* **REQUIRED WORK**
Exactly the lines from the beginning of the records to the line with "parts: a single", both ends included, are to be given again, and pictures are to be left out.

Extracted records
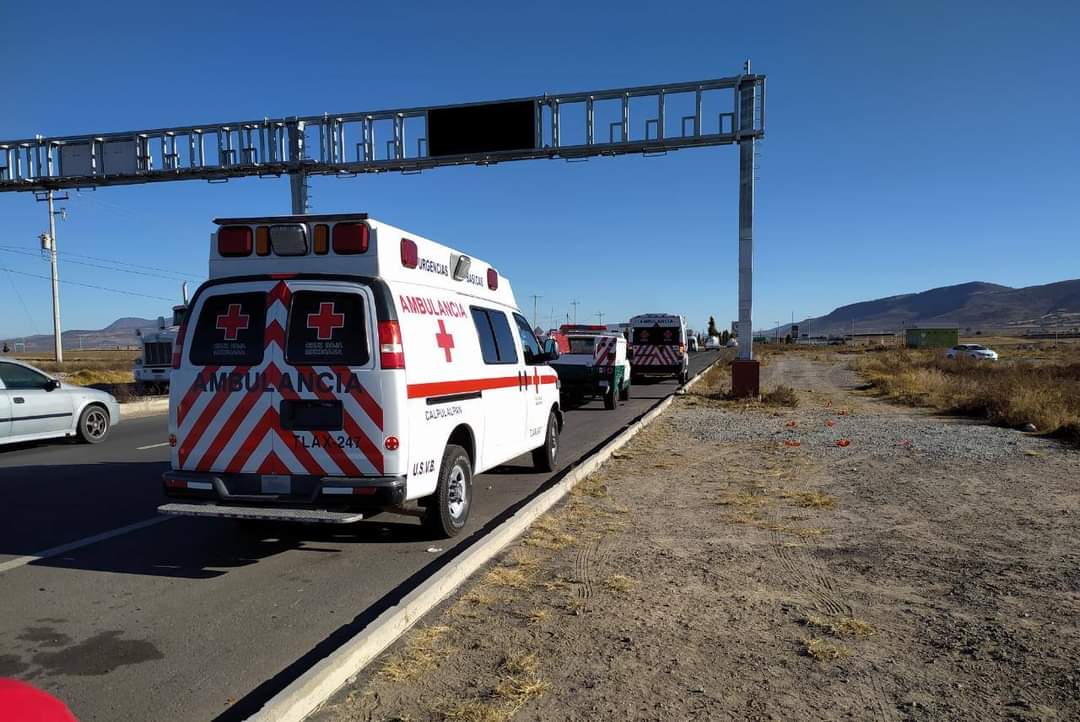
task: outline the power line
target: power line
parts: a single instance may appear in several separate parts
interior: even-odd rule
[[[4,266],[0,266],[0,271],[7,271],[8,273],[17,273],[20,276],[30,276],[31,278],[43,278],[46,281],[51,281],[52,280],[51,276],[42,276],[41,274],[38,274],[38,273],[27,273],[26,271],[16,271],[14,268],[6,268]],[[95,286],[95,285],[90,284],[90,283],[79,283],[78,281],[60,281],[60,283],[66,283],[69,286],[82,286],[83,288],[93,288],[93,289],[98,290],[98,291],[110,291],[111,293],[122,293],[125,296],[141,296],[143,298],[153,298],[153,299],[156,299],[158,301],[172,302],[172,301],[176,300],[175,298],[166,298],[165,296],[152,296],[149,293],[137,293],[135,291],[124,291],[124,290],[121,290],[119,288],[109,288],[107,286]]]
[[[38,254],[35,253],[34,251],[25,251],[25,250],[19,250],[19,249],[15,249],[15,248],[2,248],[2,247],[0,247],[0,251],[3,251],[4,253],[18,253],[18,254],[23,255],[23,256],[35,256],[35,257],[38,256]],[[63,255],[63,254],[57,254],[57,255]],[[116,271],[116,272],[119,272],[119,273],[130,273],[130,274],[133,274],[133,275],[136,275],[136,276],[147,276],[149,278],[164,278],[167,281],[182,281],[182,280],[187,279],[187,278],[195,278],[195,276],[181,276],[178,273],[173,274],[171,276],[166,276],[163,273],[151,273],[150,271],[136,271],[135,269],[132,269],[132,268],[116,268],[114,266],[106,266],[106,265],[102,265],[100,263],[88,263],[87,261],[73,261],[70,258],[64,258],[64,263],[73,263],[73,264],[78,265],[78,266],[87,266],[89,268],[100,268],[100,269],[105,270],[105,271]]]
[[[27,250],[25,248],[19,248],[17,246],[0,246],[0,251],[5,251],[7,253],[19,253],[19,254],[22,254],[24,256],[37,257],[39,255],[35,251]],[[79,264],[79,265],[82,265],[82,266],[90,266],[91,268],[102,268],[102,269],[104,269],[106,271],[122,271],[124,273],[136,273],[136,274],[143,275],[143,276],[156,276],[158,278],[170,278],[172,276],[175,276],[179,280],[184,280],[184,279],[195,280],[195,279],[202,278],[202,276],[198,276],[198,275],[195,275],[195,274],[178,273],[176,271],[169,270],[168,268],[160,268],[158,266],[143,266],[143,265],[140,265],[138,263],[128,263],[126,261],[117,261],[117,260],[112,259],[112,258],[99,258],[98,256],[86,256],[86,255],[83,255],[81,253],[57,253],[56,255],[58,257],[60,257],[60,258],[63,258],[67,263],[75,263],[75,264]],[[86,263],[85,261],[73,261],[73,260],[71,260],[72,258],[88,258],[88,259],[93,260],[93,261],[101,261],[102,263],[111,263],[111,264],[116,265],[116,266],[130,266],[131,268],[147,269],[149,271],[159,271],[160,273],[146,273],[146,272],[140,272],[140,271],[132,271],[132,270],[128,270],[128,269],[125,269],[125,268],[113,268],[111,266],[100,266],[100,265],[93,264],[93,263]],[[169,274],[169,275],[168,276],[163,276],[163,275],[161,275],[162,273]]]
[[[25,299],[22,297],[22,293],[19,291],[19,287],[15,285],[15,279],[11,277],[11,271],[4,269],[8,273],[8,283],[11,284],[11,290],[15,292],[15,297],[19,299],[19,303],[22,304],[23,311],[26,312],[26,320],[30,322],[30,328],[34,330],[34,333],[38,332],[37,323],[34,322],[34,317],[30,315],[30,308],[26,305]]]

* **TASK ANSWER**
task: outline the power line
target: power line
parts: a single instance may appear in several separate parts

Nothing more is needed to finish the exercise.